If you want a trivial concession though, I'll make one: If you saw an
inert body totally incapable of behavior, then or in the future, and
you entertained some prior subjective probability that it had a mind, say,
p, then, if you opened its skull and found something anatomically and
physiologically brain-like in there, then the probability p that it
had, or had had, a mind would correspondingly rise. Ditto for an inert
alien species. And I agree that that would be rational. However, I don't
think that any of that has much to do with the problem of modeling the mind, or
with the relative strengths or weaknesses of the Total Turing Test.

>	People in, say, 1500 AD were perfectly rational in predicting
>	tides based on the position of the moon (and vice-versa)
>	even though they hadn't a clue as to the mechanism of interaction.
>	If you keep asking "why" long enough, *all* science is grounded on
>	such brute-fact correlation (why do like charges repel, etc.) - as
>	Hume pointed out a while back.

→ **INSTRUCTION**: Write out the passage on minds and the Total Turing Test word for word, starting at "If you want" and ending at "moon (and vice-versa)".

→ **LISTING**:
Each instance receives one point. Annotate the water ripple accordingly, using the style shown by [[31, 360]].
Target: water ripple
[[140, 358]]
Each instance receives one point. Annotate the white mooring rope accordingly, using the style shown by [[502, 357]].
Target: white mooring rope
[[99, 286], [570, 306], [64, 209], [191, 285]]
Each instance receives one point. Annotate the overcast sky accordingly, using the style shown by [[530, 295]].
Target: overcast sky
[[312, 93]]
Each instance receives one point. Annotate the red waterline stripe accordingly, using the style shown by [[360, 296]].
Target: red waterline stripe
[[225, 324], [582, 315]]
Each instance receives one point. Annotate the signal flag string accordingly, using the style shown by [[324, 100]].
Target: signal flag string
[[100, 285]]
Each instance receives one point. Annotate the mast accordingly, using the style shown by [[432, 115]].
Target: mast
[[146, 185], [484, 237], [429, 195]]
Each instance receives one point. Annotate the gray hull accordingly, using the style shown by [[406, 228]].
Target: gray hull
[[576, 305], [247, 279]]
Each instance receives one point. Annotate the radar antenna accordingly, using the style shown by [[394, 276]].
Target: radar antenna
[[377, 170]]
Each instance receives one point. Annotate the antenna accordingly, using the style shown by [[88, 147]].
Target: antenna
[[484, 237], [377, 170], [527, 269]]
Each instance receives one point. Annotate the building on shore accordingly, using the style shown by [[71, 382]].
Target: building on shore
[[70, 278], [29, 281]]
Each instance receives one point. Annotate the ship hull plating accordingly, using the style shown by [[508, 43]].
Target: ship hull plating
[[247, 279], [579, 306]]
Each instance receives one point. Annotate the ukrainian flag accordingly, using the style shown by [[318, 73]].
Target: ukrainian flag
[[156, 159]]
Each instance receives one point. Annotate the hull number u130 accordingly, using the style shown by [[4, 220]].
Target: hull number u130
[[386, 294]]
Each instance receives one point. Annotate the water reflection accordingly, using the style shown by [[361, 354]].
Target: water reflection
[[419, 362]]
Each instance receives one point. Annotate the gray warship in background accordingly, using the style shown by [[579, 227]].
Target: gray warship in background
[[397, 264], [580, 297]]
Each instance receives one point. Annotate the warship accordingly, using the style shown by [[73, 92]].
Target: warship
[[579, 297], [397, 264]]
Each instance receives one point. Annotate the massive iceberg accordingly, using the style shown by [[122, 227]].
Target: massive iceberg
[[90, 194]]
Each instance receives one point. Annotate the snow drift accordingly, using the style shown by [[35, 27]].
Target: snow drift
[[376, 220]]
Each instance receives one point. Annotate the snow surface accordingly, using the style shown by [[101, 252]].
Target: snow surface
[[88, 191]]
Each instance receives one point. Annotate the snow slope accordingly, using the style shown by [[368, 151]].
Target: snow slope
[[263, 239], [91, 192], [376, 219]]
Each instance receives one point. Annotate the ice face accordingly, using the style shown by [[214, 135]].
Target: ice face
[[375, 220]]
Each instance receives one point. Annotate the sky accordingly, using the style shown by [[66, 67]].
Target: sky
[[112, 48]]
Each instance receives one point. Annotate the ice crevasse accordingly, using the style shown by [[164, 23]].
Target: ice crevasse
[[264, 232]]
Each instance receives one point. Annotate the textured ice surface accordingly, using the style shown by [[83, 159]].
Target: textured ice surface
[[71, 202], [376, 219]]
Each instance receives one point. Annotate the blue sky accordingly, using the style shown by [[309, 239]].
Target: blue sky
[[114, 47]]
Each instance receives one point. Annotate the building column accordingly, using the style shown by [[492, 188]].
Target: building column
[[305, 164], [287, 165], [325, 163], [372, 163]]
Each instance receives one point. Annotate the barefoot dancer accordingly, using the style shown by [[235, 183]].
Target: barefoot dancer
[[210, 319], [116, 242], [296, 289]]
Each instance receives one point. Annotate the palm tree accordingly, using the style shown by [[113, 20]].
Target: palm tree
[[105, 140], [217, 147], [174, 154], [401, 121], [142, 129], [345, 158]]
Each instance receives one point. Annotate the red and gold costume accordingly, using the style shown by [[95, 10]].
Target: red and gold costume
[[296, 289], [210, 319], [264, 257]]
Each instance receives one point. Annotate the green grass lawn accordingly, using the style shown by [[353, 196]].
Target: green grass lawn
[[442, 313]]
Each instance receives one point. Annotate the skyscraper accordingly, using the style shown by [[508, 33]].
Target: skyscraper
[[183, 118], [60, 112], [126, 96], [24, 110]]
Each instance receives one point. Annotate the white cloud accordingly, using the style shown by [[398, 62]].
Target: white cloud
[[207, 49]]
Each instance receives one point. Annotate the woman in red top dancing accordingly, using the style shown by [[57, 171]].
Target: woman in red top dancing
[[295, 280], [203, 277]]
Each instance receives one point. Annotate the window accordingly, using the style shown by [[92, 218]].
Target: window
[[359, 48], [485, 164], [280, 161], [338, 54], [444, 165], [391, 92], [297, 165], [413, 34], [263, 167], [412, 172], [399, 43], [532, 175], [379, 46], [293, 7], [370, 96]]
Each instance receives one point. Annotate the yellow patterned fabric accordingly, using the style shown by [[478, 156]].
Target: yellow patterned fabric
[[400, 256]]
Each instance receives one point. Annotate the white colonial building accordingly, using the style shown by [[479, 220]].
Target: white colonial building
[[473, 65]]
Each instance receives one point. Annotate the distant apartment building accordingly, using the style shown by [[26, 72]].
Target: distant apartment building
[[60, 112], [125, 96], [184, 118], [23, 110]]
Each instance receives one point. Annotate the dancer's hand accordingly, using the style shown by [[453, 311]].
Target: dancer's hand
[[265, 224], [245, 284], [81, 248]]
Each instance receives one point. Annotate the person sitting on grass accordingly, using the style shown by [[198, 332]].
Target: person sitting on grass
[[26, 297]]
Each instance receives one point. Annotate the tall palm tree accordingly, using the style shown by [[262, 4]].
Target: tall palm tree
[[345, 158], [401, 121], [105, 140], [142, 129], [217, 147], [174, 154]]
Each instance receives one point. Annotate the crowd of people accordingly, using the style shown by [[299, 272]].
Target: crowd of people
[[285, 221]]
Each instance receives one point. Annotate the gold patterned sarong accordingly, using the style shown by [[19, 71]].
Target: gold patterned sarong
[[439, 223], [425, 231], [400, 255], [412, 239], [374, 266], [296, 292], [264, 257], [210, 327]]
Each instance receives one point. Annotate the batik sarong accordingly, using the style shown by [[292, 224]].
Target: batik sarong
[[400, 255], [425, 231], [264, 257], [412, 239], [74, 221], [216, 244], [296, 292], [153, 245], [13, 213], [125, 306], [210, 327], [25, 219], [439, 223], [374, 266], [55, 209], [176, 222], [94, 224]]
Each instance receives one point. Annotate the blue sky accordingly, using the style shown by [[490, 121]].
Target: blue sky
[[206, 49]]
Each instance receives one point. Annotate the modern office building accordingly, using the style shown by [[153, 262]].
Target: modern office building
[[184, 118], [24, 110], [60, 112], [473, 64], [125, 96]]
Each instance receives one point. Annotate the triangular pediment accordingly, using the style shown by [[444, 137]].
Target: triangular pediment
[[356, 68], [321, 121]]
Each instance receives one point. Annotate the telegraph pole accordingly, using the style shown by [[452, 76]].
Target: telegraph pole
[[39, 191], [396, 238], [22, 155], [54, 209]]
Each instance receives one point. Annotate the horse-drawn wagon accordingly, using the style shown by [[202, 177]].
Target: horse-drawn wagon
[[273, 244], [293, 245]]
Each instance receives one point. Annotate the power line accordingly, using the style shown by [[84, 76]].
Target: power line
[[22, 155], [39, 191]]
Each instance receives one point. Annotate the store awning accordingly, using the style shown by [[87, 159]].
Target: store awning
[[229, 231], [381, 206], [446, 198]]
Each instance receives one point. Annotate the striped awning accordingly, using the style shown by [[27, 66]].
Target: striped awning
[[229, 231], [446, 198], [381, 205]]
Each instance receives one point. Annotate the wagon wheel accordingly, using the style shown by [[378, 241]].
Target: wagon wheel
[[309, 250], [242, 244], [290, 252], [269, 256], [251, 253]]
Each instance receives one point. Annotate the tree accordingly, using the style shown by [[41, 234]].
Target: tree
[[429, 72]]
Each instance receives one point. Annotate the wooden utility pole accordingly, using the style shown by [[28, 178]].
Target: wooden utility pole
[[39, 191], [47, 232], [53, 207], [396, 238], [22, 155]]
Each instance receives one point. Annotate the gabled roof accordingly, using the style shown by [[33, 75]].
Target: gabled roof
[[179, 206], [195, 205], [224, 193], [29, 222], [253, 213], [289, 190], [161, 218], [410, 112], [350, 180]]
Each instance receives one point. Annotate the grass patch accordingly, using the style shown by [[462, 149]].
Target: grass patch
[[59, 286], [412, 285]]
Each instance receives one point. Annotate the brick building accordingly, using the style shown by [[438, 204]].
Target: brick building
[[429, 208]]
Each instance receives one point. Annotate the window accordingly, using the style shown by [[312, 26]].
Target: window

→ **RESULT OF THIS TASK**:
If you want a trivial concession though, I'll make one: If you saw an
inert body totally incapable of behavior, then or in the future, and
you entertained some prior subjective probability that it had a mind, say,
p, then, if you opened its skull and found something anatomically and
physiologically brain-like in there, then the probability p that it
had, or had had, a mind would correspondingly rise. Ditto for an inert
alien species. And I agree that that would be rational. However, I don't
think that any of that has much to do with the problem of modeling the mind, or
with the relative strengths or weaknesses of the Total Turing Test.

>	People in, say, 1500 AD were perfectly rational in predicting
>	tides based on the position of the moon (and vice-versa)